• STORED DATA:

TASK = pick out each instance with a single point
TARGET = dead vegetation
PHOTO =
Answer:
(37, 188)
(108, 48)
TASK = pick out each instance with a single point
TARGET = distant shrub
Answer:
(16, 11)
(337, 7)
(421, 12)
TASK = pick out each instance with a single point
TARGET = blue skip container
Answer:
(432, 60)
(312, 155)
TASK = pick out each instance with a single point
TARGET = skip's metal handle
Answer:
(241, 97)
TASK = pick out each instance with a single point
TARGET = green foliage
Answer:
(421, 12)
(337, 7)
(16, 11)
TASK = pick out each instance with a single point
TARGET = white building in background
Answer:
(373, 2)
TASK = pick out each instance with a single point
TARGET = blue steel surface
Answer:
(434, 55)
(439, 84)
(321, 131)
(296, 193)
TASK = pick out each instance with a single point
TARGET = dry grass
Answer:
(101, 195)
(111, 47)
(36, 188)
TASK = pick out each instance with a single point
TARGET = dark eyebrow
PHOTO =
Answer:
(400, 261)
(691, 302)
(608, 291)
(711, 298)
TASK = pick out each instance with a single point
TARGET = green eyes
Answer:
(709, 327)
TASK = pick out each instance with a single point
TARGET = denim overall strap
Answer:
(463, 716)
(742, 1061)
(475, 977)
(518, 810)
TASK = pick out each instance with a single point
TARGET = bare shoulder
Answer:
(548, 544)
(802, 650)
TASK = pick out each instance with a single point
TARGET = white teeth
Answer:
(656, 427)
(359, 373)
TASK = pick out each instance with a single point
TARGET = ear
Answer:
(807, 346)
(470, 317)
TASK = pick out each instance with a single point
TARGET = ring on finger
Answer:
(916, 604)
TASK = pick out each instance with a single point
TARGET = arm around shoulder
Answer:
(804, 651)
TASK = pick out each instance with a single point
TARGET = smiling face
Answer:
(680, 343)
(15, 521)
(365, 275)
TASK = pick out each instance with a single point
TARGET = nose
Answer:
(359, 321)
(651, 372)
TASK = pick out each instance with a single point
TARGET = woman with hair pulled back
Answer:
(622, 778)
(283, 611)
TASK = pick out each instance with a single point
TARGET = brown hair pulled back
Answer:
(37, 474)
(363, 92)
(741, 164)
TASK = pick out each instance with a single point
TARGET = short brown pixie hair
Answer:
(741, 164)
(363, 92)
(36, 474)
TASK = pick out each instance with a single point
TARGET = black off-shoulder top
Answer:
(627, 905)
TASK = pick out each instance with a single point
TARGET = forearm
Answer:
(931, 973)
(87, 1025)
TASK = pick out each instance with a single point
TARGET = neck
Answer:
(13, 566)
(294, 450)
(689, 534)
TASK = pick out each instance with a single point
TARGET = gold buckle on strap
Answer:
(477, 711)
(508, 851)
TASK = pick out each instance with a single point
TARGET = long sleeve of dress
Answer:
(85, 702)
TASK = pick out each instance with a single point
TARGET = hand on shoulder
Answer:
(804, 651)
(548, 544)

• DIRECTIONS FOR THIS TASK: Copy out every line in the rows above that contains the word "white".

• THE OUTPUT:
TARGET = white building in background
TARGET = white teeth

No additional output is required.